§ **EXERCÍCIO CURTO 1**:
De acordo com o trecho sobre Aimee, o que as pernas de diferentes tamanhos dela alteram?
§ **EXERCÍCIO CURTO 2**:
Reproduza fielmente a parte do trecho sobre Aimee que começa em "Agora a conversa" e segue até "como individualidade humana.".

§ **TRECHO SELECIONADO**:
E foi no mundo da moda que Aimee desbravou esse conceito, desafiou o conceito de beleza, desfilando com pernas de madeira esculpidas a mão, pernas transparentes, feitas de materiais e formas que não necessariamente replicavam pernas humanas como o ideal estético. As próteses tornam-se poéticas, obras de arte, que convidam o olhar a explorar mais e não mais enganá-lo. Agora, as pernas de Aimee não buscam apenas andar ou correr, mas estimulam a imaginação.
Aimee também passou a brincar com sua constituição física. Possui pernas de diferentes tamanhos, que alteram sua altura dependendo do contexto social. E foi numa festa que ouviu de uma conhecida, surpresa com a repentina mudança de estatura de Aimee, que alterar a altura conforme sua vontade não era justo.

O comentário mostra que o diálogo de Aimee com a sociedade mudou. Não é mais o discurso pronto, e já defasado, de como o deficiente aceita ou supera as dificuldades.
Agora a conversa é sobre a adição de qualidades extras, é uma conversa sobre potencial. Significa que estamos entrando em uma nova fase na história humana, onde o deficiente não precisa mais se contentar em substituir o que lhe falta, mas pode criar em cima daquele espaço físico, tornando-se arquiteto da sua própria identidade.
Podem, inclusive, alterar constantemente sua identidade através do design corporal, combinando tecnologia com arte, com poesia, buscando o valor real do que conhecemos como individualidade humana.
Acho que o potencial humano de criação e transformação vai florescer quando abraçarmos de vez nossa diversidade, seja ela física ou cognitiva.

§ **DADOS FORNECIDOS**:
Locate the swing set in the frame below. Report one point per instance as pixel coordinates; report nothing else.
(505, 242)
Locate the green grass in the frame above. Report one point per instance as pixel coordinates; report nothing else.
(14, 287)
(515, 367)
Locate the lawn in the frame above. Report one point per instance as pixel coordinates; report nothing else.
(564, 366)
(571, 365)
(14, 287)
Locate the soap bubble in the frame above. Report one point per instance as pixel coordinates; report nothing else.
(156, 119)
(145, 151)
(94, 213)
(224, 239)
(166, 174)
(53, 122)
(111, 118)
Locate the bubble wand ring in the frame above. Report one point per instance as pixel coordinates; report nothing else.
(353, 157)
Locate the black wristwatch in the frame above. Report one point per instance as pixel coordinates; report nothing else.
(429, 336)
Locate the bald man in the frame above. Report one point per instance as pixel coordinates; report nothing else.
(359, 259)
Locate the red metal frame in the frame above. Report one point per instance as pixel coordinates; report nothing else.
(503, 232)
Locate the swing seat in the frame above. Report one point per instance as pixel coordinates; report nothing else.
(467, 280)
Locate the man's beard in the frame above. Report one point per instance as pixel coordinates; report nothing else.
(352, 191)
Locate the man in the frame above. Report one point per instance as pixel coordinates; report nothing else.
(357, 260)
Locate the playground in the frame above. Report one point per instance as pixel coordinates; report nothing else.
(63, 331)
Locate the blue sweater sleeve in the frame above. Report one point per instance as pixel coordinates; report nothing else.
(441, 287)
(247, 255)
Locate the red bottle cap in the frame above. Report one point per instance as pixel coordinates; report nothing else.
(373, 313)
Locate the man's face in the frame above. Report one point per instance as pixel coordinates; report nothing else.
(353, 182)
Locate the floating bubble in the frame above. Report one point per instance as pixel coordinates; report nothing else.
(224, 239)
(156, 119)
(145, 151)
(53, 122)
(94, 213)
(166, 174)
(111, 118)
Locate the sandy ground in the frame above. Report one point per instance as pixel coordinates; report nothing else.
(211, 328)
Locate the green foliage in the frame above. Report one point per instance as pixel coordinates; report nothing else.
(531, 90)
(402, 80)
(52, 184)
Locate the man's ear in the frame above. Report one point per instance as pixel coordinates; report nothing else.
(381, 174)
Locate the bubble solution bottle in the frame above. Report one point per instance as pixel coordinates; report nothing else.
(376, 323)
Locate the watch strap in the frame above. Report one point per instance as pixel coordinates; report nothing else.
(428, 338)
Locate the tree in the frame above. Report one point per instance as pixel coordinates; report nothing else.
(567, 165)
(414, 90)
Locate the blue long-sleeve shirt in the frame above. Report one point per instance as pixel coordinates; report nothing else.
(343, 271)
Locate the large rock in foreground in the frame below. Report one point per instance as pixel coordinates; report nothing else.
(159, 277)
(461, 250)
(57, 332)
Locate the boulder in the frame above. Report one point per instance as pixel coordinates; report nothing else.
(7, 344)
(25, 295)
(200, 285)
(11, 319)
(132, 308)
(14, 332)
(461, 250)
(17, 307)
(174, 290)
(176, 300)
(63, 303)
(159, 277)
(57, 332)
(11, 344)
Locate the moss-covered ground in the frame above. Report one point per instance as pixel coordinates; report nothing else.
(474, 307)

§ **SOLUÇÃO 1**:
Elas alteram a altura de Aimee, dependendo do contexto social.

§ **SOLUÇÃO 2**:
Agora a conversa é sobre a adição de qualidades extras, é uma conversa sobre potencial. Significa que estamos entrando em uma nova fase na história humana, onde o deficiente não precisa mais se contentar em substituir o que lhe falta, mas pode criar em cima daquele espaço físico, tornando-se arquiteto da sua própria identidade.
Podem, inclusive, alterar constantemente sua identidade através do design corporal, combinando tecnologia com arte, com poesia, buscando o valor real do que conhecemos como individualidade humana.